Instrucciones de la tarea: Enumera a todas las personas que, según el texto de abajo sobre el libro Peregrinos de la lengua, ejercieron la presidencia de un país.

Documento:
= = = =

Este libro es una auténtica joya para todo amante de la literatura latinoamericana de la segunda mitad del siglo XX y un manual verdaderamente necesario para cualquier joven aspirante a escritor: Peregrinos de la lengua. Confesiones de los grandes autores latinoamericanos (2019, Debolsillo. Sin embargo, su primera edición data de 1997) del periodista y político peruano Alfredo Barnechea García (Ica, 1952), quien ha publicado en más de 40 periódicos de América Latina y España, condujo el programa «Contacto Directo» en América Televisión durante las décadas de 1970 y 1980 (uno de sus entrevistados fue el arquitecto Fernando Belaúnde Terry, quien ejerció la presidencia de la República en dos oportunidades: de 1963 a 1968 y de 1980 a 1985) y es miembro de número de la Sociedad Peruana de Historia. También es autor de diversos libros sobre política y literatura. Uno de ellos, Perú, país de metal y de melancolía, fue presentado en el año 2011 en la Feria del Libro Ricardo Palma por Andrés Pastrana Arango (presidente de Colombia de 1998 a 2002) y Carlos Mesa Gisbert (presidente de Bolivia de 2003 a 2005). Fue asesor principal del presidente del Banco Interamericano de Desarrollo (BID), recibió en 1997 la Orden de Bernardo O’Higgins concedida por el Gobierno de Chile y es Master en Administración Pública y Gobierno por la Universidad de Harvard.

= = = =

Material:
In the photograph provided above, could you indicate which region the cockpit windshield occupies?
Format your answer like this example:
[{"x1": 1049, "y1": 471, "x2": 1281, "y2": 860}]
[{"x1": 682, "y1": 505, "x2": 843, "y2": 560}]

= = = =

Resultado final:
- Fernando Belaúnde Terry
- Andrés Pastrana Arango
- Carlos Mesa Gisbert